## [RECORDED INFORMATION]

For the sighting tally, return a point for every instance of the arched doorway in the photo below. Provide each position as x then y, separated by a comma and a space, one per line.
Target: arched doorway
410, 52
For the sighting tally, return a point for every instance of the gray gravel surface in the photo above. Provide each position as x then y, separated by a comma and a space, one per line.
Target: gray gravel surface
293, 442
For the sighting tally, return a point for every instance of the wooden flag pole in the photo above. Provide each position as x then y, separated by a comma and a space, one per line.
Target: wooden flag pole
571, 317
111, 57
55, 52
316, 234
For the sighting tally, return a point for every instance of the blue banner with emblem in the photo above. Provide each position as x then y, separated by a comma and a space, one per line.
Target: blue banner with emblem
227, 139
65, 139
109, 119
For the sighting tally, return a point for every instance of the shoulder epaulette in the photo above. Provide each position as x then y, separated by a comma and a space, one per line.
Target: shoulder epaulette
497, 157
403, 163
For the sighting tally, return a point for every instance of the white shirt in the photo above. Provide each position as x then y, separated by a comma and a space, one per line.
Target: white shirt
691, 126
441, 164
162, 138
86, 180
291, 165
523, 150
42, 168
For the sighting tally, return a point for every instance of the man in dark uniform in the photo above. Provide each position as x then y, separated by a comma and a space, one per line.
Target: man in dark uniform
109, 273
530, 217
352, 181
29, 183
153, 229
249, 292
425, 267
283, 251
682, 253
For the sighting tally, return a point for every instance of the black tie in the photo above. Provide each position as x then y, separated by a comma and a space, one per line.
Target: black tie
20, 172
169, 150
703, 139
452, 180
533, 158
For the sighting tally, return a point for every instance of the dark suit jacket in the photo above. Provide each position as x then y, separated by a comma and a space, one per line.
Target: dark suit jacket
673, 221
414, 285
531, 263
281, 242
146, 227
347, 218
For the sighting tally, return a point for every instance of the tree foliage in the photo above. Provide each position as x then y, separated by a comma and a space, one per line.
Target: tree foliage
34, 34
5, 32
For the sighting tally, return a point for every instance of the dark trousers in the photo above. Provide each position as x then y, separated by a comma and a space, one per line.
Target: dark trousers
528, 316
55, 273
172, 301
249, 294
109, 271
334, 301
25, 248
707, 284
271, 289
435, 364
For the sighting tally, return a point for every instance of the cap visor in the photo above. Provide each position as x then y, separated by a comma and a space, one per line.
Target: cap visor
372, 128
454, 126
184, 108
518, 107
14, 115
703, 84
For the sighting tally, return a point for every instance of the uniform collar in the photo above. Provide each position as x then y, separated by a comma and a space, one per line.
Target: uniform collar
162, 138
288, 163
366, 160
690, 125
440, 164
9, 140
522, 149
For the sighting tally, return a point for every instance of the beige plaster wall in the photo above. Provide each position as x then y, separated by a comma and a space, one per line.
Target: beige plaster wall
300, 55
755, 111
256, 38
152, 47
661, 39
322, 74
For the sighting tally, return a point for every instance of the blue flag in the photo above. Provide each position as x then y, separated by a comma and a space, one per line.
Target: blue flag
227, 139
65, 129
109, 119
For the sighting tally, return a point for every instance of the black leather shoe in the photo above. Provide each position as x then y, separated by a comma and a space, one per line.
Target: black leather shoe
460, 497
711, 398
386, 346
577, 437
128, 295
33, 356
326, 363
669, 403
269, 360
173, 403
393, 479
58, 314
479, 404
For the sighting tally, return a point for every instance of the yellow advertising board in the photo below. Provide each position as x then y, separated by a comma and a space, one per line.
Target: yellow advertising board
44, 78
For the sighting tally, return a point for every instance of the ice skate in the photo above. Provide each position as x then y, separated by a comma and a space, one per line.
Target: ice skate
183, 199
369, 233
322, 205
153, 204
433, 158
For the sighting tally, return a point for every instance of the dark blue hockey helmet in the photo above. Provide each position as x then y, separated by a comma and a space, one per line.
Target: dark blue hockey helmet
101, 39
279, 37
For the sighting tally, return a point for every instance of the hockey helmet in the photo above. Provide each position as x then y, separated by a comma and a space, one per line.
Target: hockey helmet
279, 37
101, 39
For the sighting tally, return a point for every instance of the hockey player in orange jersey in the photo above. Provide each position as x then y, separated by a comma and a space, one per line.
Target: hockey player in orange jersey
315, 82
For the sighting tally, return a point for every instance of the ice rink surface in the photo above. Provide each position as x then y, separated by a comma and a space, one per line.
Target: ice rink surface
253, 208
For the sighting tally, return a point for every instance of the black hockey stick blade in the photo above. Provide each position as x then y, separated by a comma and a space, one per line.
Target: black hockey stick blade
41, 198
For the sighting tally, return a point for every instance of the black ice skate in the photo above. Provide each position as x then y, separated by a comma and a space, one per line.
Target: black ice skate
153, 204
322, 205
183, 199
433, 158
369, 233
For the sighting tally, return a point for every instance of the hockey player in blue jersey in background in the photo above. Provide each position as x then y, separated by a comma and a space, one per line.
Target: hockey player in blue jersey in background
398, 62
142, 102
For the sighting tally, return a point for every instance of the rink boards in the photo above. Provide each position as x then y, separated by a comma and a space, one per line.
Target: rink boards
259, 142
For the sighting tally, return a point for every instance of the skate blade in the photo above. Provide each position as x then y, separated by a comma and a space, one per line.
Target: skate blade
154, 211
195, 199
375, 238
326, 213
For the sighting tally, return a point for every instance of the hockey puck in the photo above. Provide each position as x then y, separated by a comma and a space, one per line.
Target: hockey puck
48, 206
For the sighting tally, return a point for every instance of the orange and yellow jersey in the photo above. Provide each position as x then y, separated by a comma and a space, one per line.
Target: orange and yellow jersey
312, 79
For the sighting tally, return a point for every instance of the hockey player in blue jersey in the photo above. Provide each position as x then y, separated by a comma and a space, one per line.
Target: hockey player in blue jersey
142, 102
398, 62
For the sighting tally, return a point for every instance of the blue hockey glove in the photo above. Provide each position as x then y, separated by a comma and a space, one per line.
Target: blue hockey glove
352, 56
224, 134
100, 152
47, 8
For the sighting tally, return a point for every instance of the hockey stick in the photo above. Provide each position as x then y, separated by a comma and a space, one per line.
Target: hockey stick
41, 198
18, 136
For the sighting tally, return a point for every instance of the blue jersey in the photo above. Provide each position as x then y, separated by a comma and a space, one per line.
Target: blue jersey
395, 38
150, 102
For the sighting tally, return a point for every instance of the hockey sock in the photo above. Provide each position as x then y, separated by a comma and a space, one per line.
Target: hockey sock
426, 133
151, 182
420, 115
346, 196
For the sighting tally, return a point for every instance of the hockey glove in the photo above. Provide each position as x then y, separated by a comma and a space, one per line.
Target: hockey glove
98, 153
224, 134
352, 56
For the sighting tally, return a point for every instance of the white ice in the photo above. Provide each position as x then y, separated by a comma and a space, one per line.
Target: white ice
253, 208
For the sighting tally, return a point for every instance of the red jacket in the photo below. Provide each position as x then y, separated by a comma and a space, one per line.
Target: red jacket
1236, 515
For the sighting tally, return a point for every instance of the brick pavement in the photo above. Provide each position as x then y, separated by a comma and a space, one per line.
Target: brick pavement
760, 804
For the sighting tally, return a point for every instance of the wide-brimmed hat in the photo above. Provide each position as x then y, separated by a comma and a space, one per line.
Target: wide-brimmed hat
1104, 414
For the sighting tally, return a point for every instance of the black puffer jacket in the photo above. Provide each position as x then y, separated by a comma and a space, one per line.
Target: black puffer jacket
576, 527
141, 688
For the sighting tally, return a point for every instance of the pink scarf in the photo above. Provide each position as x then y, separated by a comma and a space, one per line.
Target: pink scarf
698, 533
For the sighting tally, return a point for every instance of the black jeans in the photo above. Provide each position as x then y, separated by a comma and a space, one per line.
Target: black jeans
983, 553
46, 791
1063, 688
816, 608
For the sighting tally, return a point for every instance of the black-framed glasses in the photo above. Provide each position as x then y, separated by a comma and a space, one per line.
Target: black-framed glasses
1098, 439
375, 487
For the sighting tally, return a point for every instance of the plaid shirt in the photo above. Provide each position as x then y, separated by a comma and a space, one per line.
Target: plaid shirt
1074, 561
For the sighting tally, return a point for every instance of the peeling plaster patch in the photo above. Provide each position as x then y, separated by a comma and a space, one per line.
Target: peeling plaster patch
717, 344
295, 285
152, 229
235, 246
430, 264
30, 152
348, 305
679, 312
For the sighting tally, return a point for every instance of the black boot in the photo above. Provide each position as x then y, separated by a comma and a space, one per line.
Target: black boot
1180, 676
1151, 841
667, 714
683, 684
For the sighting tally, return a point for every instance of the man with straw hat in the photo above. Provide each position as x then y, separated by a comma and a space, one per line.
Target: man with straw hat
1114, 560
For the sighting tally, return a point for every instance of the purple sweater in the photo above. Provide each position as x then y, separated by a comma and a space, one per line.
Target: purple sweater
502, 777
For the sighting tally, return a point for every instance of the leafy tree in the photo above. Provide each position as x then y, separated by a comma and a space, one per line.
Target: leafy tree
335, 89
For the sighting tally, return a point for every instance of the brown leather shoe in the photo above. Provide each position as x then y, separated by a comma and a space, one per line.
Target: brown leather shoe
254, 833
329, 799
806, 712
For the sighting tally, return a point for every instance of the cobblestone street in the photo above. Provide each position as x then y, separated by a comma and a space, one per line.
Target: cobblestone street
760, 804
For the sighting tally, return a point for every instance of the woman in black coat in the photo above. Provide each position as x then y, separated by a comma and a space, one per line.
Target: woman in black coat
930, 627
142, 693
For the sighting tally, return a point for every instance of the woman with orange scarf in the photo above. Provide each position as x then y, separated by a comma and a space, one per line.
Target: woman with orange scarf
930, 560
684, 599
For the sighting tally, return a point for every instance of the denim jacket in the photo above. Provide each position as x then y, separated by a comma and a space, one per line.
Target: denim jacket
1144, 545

## [SET PROBLEM]
Set down only these lines, exactly: the line containing "the woman in" and each line after it, through the end of the listing.

## [RIGHT ANSWER]
For the sighting tally, return a point for every instance of the woman in black coat in the photo above. Provide each position as x then y, separated by a comma and a space, one per line.
Target: woman in black coat
930, 627
142, 693
For the sighting tally, return a point for every instance of the woman with orange scarf in the photo above. Provide each position as x then y, separated by a comma and a space, one per line.
Target: woman with orange scarf
930, 560
684, 599
For the sighting tally, return a point for every instance of the denim jacket in the photo above. Provide each position as x then y, separated by a comma and a space, one per line.
Target: denim jacket
1144, 545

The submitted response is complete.